Extract:
Joe Romm of Climate
Progress details the impact of climate change on global health:
It’s a myth there are no big
winners from climate change besides fossil fuel companies.
According to one study, global
warming is doubling
bark beetle mating, triggering up to 60 times as many beetles attacking
trees every year. The decline in creatures with shells thanks to ocean
acidification “could trigger an explosion
in jellyfish populations.” And climate change has helped dengue
fever, which spread to 28 U.S. states back in 2009.
Of course, invasive plants will
become “even
more dominant in the landscape.” And who doesn’t love ratsnakes?
Let’s also not forget brain-eating
parasites, which are expected to thrive as U.S. lakes heat up. That
parasite — the amoeba, Naegleria fowleri — feasts on human
brains like a tiny zombie. As one Centers for Disease Control and Prevention
expert warned several
years ago: “This is a heat-loving amoeba. As water temperatures go up, it does
better. In future decades, as temperatures rise, we’d expect to see more
cases.”
But this is just a taste of things
to come, as two parasite experts explain in a recent
article, “Evolution in action: climate change, biodiversity dynamics and
emerging infectious disease [EID].” That article is part of a special April
issue of the Philosophical Transactions of the Royal Society B., whose
theme is “Climate change and vector-borne diseases of humans.”
“The appearance of infectious
diseases in new places and new hosts, such as West Nile virus and Ebola, is a
predictable result of climate change,” as the news
release explains. The article examines our “current EID crisis.”
Coauthor Daniel R. Brooks explains:
“It’s not that there’s going to be one ‘Andromeda Strain’ that will wipe
everybody out on the planet,” he said, referring to the deadly fictional
pathogen. But he warns: “There are going to be a lot of localized outbreaks
that put a lot of pressure on our medical and veterinary health systems. There
won’t be enough money to keep up with all of it. It will be the death of a
thousand cuts.”
Many tropical diseases are tropical
because their insect or animal host prefer warmer climates. A 2015
report on neglected tropical diseases by the World Health Organization
(WHO) pointed out that “climate variability and long-term climate changes in
temperature, rainfall and relative humidity are expected to increase the
distribution and incidence of at least a subset of these diseases.” For
instance, WHO notes, “dengue has already re-emerged in countries in which it
had been absent for the greater part of the last century.”
The Congressionally-mandated 2014 National
Climate Assessmentconcurs: “Large-scale changes in the environment due to
climate change and extreme weather events are increasing the risk of the
emergence or reemergence of health threats that are currently uncommon in the
United States, such as dengue fever.”
“Some of the neglected tropical
diseases are no longer strictly tropical,” said Dr. Dirk Engels, the director
WHO’s Department of Control of Neglected Tropical Diseases, in a
statement.

Stored data:
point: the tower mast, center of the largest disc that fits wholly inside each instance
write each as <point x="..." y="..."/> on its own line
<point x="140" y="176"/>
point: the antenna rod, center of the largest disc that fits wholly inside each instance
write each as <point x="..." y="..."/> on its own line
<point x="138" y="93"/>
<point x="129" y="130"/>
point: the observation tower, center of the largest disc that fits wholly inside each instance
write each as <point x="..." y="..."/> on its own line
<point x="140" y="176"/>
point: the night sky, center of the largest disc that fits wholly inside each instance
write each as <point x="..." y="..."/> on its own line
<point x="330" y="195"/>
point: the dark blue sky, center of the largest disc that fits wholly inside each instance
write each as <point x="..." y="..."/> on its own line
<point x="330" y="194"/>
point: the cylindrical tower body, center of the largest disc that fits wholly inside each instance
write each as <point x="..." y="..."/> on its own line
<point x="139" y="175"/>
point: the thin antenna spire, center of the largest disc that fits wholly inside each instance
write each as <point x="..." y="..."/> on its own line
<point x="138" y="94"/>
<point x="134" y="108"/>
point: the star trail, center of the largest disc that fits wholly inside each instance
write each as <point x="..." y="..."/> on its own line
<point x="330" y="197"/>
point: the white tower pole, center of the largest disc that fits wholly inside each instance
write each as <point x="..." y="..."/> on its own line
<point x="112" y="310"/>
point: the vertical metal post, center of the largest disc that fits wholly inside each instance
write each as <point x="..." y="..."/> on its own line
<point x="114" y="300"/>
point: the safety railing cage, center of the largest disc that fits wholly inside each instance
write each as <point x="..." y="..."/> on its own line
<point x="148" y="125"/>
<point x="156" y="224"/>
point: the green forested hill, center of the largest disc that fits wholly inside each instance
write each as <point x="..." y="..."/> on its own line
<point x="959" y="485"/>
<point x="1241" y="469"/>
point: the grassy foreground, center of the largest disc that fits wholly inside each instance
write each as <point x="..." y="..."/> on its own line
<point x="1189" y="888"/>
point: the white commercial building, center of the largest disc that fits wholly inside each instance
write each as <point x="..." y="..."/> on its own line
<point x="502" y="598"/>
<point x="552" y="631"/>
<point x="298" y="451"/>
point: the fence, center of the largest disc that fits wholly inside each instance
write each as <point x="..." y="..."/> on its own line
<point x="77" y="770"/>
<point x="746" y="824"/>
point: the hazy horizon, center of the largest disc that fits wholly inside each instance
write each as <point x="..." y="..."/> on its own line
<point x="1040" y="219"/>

Exercise details:
Pick up the piece on climate change and disease right after its last sentence and continue it.

Exercise result:
Certainly there have been major
advances in the fight against many tropical diseases, but those are primarily
due to medical advances and investments in public health. Such investments
remain a top priority in a warming world. But the kind of extreme climate
change humanity faces on our current path of unrestricted carbon pollution
makes the job harder for all those focused on public health around the world.
* * *
Joe Romm, “If
You Like Brain-Eating Parasites and Dengue Fever, You’ll Love Climate Change,”
Climate Progress, April 14, 2015.
The following is from the introduction to the academic study
Romm mentions, “Climate
change and vector-borne diseases of humans.”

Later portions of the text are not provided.